#### YOUR GOAL
Retype the Boost-users mailing list post below in full, word for word.

#### PROVIDED TEXT
Boost logo

Boost Users :

Subject: Re: [Boost-users] [MPI, serialization] Segmentation fault in heterogeneous cluster
From: Martin Hünniger (m.huenniger_at_[hidden])
Date: 2010-09-16 07:21:47


Hello,

I have a similar problem here. I try to send data from one process to
another (mpirun -np 2). The dataI use is serialized in the appropriate
way. If I send it to a text archive I can it restore again from this
text archive and all is ok. But when I try to send the data between the
processes something goes wrong and the data is not restored correctly.

I have the following serialization routine:

template<typename Float>
template<class Archive>
void Ball<Float>::serialize( Archive &ar, const unsigned int version )
{
   ar & BOOST_SERIALIZATION_NVP( members ) // std::vector<int> members
   // and so on...

   // Testing:
   for( int i=0; i<members.size(); ++i )
     std::cout << members[i] << " ";
   std::cout << std::endl;
}

the output on sending such an object is (for example)
0 1 3 2

the output on receiving the same object is
0 0 0 0

So there seems to be something wrong during storing the data in ar or
during the restoration process.

Did someone in this thread come already to a solution to this problem?

Cheers,
Martin

Am 03.09.2010 11:31, schrieb Francesco Biscani:
> Hi Matthias,
>
> I updated to Boost 1.44.0 but unfortunately the crash is now even in
> local mode (mpirun -np 2). The strange thing is that the serialization
> code is apparently working fine when used with text archives, but with
> MPI archives the slave process, upon reception, is deserializing the
> objects with seemingly random values (e.g., huge values instead of 1
> or 0 for an integer data member of a structure).
>
> I'm trying to isolate the problem right now and, in case I can
> reproduce it with a minimal example, I will post it here (though it is
> likely some mistake on my part, it's the first time I use MPI and
> serialization libraries).

#### GIVEN DATA
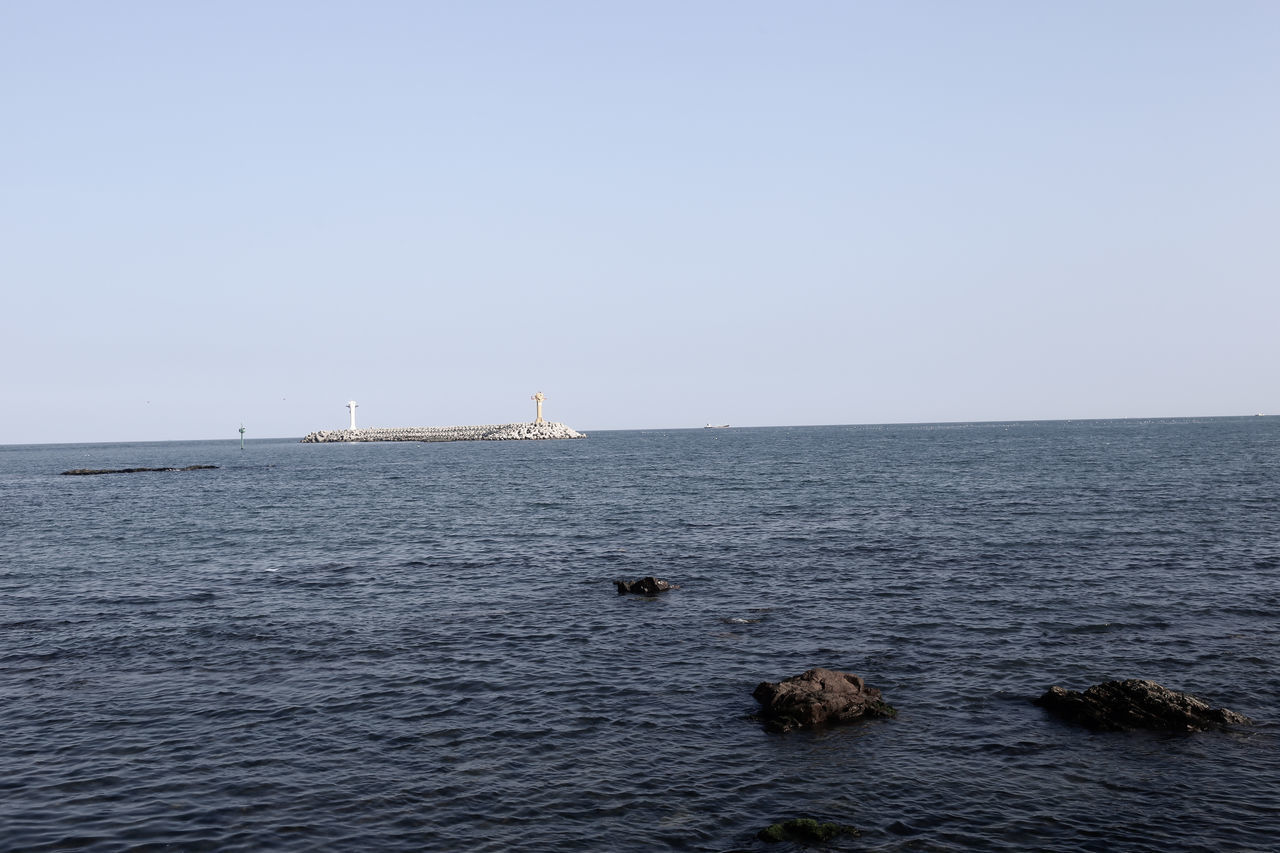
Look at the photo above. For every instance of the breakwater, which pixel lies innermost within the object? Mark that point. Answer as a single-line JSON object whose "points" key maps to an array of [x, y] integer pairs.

#### WRITTEN SOLUTION
Boost logo

Boost Users :

Subject: Re: [Boost-users] [MPI, serialization] Segmentation fault in heterogeneous cluster
From: Martin Hünniger (m.huenniger_at_[hidden])
Date: 2010-09-16 07:21:47


Hello,

I have a similar problem here. I try to send data from one process to
another (mpirun -np 2). The dataI use is serialized in the appropriate
way. If I send it to a text archive I can it restore again from this
text archive and all is ok. But when I try to send the data between the
processes something goes wrong and the data is not restored correctly.

I have the following serialization routine:

template<typename Float>
template<class Archive>
void Ball<Float>::serialize( Archive &ar, const unsigned int version )
{
   ar & BOOST_SERIALIZATION_NVP( members ) // std::vector<int> members
   // and so on...

   // Testing:
   for( int i=0; i<members.size(); ++i )
     std::cout << members[i] << " ";
   std::cout << std::endl;
}

the output on sending such an object is (for example)
0 1 3 2

the output on receiving the same object is
0 0 0 0

So there seems to be something wrong during storing the data in ar or
during the restoration process.

Did someone in this thread come already to a solution to this problem?

Cheers,
Martin

Am 03.09.2010 11:31, schrieb Francesco Biscani:
> Hi Matthias,
>
> I updated to Boost 1.44.0 but unfortunately the crash is now even in
> local mode (mpirun -np 2). The strange thing is that the serialization
> code is apparently working fine when used with text archives, but with
> MPI archives the slave process, upon reception, is deserializing the
> objects with seemingly random values (e.g., huge values instead of 1
> or 0 for an integer data member of a structure).
>
> I'm trying to isolate the problem right now and, in case I can
> reproduce it with a minimal example, I will post it here (though it is
> likely some mistake on my part, it's the first time I use MPI and
> serialization libraries).